___ LISTED ENTRIES ___
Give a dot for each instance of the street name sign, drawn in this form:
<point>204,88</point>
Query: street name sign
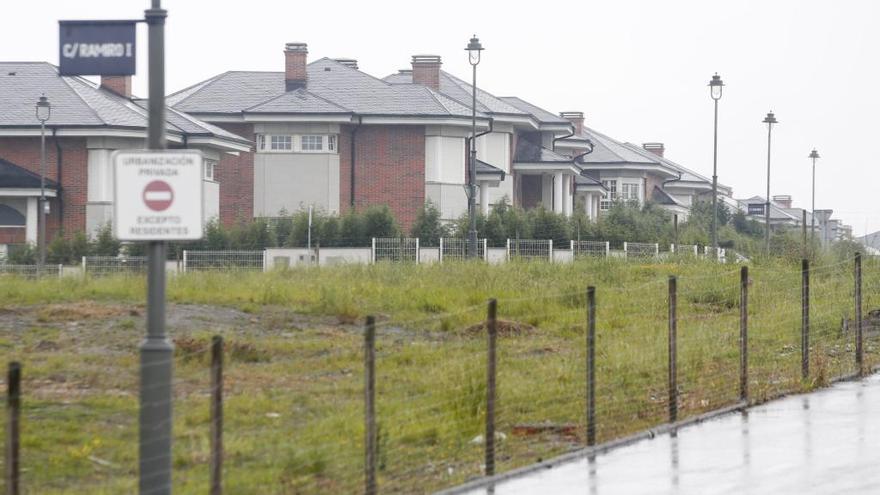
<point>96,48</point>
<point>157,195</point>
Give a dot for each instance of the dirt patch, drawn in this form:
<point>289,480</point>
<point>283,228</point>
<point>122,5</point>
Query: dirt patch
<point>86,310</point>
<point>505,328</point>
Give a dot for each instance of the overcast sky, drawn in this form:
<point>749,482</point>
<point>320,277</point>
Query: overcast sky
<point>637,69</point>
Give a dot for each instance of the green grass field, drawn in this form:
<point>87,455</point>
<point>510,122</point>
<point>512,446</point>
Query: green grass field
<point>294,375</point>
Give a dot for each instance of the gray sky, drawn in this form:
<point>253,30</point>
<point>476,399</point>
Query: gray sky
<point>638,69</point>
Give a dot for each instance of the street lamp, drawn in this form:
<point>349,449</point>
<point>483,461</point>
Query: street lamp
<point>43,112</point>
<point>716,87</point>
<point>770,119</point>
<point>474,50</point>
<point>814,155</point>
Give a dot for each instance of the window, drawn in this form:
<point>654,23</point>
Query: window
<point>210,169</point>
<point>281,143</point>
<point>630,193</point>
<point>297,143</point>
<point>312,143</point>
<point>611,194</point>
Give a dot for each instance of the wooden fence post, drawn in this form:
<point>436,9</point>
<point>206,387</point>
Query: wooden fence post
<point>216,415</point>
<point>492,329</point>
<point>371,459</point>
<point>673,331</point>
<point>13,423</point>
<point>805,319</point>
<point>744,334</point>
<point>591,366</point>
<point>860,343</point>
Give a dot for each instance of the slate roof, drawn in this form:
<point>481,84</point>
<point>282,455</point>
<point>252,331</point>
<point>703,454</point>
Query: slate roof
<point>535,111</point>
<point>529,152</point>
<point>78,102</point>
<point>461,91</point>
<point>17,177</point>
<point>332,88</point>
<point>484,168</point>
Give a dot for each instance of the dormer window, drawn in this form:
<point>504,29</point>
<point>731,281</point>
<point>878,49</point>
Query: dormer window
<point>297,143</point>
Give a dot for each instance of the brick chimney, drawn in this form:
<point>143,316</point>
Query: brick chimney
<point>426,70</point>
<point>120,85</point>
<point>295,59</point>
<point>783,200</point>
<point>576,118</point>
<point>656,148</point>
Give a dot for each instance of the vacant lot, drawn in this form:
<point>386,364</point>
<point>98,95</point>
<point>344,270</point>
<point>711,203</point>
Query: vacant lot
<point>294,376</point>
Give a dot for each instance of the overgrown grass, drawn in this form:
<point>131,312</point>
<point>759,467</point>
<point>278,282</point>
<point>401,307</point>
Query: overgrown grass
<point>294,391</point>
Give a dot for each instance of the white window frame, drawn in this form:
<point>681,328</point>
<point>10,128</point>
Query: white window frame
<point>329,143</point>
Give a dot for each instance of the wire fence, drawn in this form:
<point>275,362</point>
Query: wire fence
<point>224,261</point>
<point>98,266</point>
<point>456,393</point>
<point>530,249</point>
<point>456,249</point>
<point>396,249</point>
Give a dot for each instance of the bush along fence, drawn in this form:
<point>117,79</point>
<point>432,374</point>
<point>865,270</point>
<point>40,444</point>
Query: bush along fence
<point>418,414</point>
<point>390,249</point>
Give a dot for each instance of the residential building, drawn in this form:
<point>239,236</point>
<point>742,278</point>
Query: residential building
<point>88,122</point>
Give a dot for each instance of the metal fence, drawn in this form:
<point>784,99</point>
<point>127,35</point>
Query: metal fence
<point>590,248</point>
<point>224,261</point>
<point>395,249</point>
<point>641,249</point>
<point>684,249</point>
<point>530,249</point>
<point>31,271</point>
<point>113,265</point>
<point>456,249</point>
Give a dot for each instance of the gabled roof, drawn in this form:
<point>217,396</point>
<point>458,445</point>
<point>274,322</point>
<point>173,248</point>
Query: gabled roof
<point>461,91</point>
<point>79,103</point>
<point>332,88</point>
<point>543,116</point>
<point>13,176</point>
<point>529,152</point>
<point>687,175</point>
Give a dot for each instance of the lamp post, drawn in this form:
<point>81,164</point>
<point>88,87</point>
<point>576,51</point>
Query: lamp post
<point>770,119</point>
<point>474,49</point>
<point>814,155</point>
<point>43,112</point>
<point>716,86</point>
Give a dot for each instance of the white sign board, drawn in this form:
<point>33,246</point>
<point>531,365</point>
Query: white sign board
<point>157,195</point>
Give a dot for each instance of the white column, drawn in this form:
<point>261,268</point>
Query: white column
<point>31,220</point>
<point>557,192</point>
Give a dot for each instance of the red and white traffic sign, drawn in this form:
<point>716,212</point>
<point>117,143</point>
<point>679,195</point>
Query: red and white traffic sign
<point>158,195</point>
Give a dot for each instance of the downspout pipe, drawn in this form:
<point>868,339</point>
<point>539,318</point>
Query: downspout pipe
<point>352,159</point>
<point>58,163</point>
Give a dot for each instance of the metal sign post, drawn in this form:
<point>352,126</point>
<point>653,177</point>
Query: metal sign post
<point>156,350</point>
___
___ LISTED ENTRIES ___
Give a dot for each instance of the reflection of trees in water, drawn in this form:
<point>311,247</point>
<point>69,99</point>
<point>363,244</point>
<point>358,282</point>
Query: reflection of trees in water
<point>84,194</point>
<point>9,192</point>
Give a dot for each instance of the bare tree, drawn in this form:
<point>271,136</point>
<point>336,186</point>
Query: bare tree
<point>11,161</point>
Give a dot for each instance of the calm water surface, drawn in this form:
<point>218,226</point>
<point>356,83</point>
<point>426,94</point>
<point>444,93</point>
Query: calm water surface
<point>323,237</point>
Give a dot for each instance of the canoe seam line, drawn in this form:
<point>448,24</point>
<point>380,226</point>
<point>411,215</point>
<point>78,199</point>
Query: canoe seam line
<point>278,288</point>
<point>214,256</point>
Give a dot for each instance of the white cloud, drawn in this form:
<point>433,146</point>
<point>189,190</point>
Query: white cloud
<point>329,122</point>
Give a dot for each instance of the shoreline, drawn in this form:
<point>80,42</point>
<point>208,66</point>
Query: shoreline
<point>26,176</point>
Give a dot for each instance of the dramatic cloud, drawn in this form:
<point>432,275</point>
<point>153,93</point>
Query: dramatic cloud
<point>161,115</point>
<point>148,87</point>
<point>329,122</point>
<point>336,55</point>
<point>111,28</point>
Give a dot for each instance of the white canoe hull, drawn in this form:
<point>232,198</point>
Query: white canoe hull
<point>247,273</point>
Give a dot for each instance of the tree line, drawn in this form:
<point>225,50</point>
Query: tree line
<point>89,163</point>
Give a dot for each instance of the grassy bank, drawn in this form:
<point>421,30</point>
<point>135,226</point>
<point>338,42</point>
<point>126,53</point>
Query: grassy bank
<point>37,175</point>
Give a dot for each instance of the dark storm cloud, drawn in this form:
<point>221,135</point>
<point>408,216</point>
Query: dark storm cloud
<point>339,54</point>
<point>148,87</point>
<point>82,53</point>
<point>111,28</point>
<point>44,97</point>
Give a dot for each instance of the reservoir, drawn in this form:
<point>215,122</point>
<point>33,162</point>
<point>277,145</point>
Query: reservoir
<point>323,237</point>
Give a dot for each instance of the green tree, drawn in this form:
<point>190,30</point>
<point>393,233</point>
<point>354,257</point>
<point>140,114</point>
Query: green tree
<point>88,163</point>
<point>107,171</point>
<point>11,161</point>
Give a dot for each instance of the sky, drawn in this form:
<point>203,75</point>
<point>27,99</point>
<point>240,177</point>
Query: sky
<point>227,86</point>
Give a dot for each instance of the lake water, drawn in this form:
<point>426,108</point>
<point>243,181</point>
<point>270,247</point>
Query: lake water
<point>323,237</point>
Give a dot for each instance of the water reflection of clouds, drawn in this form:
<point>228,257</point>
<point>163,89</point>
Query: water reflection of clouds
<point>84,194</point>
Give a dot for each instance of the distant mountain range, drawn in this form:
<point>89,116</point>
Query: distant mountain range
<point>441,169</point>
___
___ LISTED ENTRIES ___
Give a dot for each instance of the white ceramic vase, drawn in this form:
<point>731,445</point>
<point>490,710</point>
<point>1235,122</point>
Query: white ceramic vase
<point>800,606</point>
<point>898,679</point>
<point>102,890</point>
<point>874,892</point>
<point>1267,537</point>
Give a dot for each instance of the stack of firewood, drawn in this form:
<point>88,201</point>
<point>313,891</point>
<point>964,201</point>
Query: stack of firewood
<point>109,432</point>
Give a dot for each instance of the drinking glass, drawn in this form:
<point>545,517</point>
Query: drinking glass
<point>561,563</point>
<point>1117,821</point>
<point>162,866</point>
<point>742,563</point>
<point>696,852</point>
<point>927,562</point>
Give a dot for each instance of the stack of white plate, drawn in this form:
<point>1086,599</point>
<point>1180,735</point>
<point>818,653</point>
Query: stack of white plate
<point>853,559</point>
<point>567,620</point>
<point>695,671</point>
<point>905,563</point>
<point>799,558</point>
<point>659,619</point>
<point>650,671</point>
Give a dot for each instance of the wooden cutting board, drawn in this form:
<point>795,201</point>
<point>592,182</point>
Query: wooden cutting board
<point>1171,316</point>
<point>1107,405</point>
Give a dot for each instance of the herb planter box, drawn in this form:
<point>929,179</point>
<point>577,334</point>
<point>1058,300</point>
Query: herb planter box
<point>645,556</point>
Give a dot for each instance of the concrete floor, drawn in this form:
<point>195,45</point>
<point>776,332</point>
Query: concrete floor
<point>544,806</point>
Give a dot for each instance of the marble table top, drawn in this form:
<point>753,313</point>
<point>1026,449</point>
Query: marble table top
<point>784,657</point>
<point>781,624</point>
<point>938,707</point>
___
#### EXERCISE DIRECTIONS:
Reproduce the lines of the listing above, from the line with "Give a dot for each instance of the concrete" up to and including the line with "<point>938,707</point>".

#### RESPONSE:
Give a dot for each instance of the concrete floor, drawn in this form:
<point>195,45</point>
<point>776,332</point>
Query: concrete floor
<point>544,806</point>
Give a dot for each instance of the marble table top, drawn in this form:
<point>753,313</point>
<point>1026,449</point>
Query: marble table top
<point>784,657</point>
<point>781,624</point>
<point>938,707</point>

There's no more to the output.